**WRITTEN INSTRUCTION:**
Please decide whether each statement agrees with the article on David Levinthal's Wild West series, and answer yes or no with the deciding words from it, quoted exactly. 1. Levinthal is the oldest of four children. 2. Levinthal has added to The Wild West series three times. 3. Levinthal no longer has any of his childhood figurines.

**PAGE EXTRACT:**
Go Back in Time with David Levinthal's "The Wild West Series"

Westerners from The Wild West Series by David Levinthal
Image: David Levinthal
As a child, David Levinthal would accompany his mother on errands only if he was wearing his Red Ryder cowboy gloves. “Every morning I’d get up and find my favorite cowboy shirt clean and ready to wear,” Levinthal says. “It wasn’t until many years later that my mother told me that she washed and ironed it every night.” He added, “I am the oldest of four children and was probably indulged a bit more than my siblings.”
It’s the prominent role 1950s-era Western pop culture played in his upbringing that draws Levinthal back to these themes over and over again in his prolific work. He’s added to his The Wild West series five times over the course of his career, many prints and Polaroids of which are now part of prestigious public collections at places like the Art Institute of Chicago and the Whitney Museum of American Art. “Sometimes I think I’ve done all the cowboy pictures I want to do,” he says. “But I still have some of the figurines from when I was a kid. And every time I go back and look at them, I see them in a different way and continue to be inspired by them.”

**SUPPLIED RECORDS:**
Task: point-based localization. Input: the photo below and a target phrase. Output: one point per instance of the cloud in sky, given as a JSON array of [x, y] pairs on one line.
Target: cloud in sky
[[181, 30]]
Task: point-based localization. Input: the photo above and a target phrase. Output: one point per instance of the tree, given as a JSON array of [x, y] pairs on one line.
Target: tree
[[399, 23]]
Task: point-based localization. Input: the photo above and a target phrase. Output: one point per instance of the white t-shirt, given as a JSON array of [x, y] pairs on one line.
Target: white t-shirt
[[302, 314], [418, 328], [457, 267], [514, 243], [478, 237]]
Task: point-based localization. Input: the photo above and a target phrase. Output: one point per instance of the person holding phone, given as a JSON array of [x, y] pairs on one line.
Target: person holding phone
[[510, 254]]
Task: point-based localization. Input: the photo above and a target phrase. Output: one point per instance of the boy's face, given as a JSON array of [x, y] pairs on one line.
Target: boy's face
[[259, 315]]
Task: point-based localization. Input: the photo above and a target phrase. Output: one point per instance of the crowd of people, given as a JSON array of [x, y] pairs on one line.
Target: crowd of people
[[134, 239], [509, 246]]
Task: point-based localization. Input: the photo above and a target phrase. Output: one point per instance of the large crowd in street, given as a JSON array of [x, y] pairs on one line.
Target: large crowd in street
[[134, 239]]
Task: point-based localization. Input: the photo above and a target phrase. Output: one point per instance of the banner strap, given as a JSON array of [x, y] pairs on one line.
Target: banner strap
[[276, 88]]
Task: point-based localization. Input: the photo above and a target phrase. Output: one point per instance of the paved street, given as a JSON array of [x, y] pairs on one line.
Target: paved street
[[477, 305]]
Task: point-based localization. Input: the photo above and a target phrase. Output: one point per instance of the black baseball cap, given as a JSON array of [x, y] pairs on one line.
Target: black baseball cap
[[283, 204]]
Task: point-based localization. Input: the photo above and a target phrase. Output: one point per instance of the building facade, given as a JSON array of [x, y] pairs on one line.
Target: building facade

**SOLUTION TO THIS PROBLEM:**
1. Yes: "I am the oldest of four children"
2. No: "He’s added to his The Wild West series five times over the course of his career"
3. No: "But I still have some of the figurines from when I was a kid."